Data shown »

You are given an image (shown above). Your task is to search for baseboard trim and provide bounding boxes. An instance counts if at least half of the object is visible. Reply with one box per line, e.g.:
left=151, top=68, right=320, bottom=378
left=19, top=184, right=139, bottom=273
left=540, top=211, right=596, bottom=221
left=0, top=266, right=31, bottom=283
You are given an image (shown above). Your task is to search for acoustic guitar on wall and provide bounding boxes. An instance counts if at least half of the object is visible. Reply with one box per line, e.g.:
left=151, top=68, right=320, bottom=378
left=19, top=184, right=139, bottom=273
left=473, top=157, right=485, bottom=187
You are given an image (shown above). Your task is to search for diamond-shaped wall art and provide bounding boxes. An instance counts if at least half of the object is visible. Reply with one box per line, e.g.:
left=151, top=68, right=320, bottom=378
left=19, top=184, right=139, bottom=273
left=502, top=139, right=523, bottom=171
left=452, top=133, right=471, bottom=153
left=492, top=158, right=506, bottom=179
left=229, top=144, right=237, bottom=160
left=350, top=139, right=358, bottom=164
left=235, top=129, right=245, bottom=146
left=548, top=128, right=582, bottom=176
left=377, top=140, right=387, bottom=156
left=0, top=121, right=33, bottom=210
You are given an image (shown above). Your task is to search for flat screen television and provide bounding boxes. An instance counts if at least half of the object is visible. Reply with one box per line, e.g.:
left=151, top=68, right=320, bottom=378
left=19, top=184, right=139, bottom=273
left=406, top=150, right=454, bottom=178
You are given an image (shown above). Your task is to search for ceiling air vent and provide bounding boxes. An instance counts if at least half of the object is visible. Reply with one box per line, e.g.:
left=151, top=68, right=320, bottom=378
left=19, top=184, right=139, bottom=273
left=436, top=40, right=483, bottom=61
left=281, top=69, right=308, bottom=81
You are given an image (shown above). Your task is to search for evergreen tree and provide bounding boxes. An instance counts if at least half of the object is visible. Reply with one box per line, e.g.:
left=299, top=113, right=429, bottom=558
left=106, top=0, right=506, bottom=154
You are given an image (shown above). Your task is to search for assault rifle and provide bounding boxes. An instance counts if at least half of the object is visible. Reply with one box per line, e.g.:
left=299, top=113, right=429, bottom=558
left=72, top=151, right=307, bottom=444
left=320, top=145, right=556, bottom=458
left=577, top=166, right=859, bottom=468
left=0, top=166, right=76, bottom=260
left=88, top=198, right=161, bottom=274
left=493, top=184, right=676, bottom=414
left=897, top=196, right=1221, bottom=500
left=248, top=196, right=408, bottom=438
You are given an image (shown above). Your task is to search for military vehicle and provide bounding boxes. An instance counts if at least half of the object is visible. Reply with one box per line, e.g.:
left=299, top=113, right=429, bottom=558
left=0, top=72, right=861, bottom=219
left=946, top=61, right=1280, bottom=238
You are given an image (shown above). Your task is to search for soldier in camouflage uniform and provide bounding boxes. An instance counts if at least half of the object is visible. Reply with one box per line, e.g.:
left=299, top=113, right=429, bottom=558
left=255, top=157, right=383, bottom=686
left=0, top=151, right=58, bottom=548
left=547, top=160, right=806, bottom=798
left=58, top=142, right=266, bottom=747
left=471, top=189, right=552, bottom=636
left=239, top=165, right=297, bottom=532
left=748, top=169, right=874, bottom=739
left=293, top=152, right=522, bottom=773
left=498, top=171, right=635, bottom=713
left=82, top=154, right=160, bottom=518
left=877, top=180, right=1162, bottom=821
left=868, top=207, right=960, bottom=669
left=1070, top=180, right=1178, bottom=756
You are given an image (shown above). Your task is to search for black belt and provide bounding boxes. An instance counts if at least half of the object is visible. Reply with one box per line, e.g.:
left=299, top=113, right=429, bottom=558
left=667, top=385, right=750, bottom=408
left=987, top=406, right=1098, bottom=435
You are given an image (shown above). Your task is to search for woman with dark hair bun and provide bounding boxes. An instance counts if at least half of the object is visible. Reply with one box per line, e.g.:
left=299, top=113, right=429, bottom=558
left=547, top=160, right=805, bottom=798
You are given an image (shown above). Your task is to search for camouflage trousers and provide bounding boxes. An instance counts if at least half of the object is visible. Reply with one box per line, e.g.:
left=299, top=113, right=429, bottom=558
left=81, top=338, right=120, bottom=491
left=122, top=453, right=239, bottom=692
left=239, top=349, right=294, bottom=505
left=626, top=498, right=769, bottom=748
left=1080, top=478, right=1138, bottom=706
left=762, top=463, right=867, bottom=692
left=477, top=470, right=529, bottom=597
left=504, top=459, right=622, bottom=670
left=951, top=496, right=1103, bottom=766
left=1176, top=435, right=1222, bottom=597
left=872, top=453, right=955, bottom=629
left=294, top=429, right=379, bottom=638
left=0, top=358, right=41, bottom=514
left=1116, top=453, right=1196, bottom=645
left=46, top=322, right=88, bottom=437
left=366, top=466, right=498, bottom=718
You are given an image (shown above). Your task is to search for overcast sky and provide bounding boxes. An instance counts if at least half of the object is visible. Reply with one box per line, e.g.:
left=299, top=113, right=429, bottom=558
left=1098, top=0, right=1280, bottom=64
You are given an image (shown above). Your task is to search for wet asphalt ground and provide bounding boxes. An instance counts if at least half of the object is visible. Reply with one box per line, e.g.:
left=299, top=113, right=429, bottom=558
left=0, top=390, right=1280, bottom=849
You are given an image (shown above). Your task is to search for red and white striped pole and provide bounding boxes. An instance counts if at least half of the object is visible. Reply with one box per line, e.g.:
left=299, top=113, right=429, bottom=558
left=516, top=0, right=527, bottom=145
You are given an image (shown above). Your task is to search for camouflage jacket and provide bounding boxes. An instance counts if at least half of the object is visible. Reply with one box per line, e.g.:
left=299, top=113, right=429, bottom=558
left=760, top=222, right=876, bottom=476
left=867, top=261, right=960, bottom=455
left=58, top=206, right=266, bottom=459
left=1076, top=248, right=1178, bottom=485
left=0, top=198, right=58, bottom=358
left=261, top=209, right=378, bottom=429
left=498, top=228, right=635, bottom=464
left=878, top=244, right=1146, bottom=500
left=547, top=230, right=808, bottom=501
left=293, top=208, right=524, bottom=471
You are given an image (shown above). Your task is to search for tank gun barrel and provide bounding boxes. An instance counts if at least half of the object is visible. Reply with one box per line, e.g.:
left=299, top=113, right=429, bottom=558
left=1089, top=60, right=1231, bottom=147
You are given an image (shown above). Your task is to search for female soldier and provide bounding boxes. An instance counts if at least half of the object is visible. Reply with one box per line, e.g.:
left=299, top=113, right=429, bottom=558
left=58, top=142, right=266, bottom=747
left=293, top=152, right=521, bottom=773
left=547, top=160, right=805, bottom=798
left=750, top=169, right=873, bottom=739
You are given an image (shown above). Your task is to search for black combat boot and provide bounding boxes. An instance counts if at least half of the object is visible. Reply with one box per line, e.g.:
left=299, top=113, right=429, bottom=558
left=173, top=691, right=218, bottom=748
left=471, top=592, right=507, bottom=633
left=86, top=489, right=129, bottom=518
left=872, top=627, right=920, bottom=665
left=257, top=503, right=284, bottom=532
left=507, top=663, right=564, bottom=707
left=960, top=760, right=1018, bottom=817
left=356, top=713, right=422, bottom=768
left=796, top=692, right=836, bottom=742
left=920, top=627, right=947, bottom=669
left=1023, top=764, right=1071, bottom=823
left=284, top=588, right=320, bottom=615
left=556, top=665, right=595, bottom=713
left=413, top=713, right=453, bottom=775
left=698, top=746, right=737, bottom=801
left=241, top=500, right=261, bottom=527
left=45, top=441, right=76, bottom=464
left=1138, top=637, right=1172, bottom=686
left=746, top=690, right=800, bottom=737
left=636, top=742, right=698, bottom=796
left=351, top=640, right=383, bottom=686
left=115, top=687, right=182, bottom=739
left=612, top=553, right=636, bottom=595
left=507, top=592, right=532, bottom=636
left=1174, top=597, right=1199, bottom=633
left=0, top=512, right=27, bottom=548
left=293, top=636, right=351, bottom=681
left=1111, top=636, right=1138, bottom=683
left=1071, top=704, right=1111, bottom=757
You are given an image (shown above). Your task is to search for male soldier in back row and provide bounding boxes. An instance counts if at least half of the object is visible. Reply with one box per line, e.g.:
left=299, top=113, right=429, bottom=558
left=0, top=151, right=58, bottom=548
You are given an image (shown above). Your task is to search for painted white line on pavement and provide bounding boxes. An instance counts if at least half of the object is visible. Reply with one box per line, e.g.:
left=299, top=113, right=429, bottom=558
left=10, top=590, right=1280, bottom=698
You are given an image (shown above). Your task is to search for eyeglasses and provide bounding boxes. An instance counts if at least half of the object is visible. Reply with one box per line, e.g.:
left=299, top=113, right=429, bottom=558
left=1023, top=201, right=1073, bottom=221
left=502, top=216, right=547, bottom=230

What you are asked to do »
Copy the lines from the one containing "search for evergreen" to the one containing "left=106, top=0, right=506, bottom=154", including both of those lines, keeping every character the same.

Answer below »
You are given an image (shown above). Your task is to search for evergreen tree and provide bounding boxes. An instance counts if at least half of the object is visible. Reply with one box per line, e.g.:
left=299, top=113, right=429, bottom=558
left=106, top=0, right=506, bottom=154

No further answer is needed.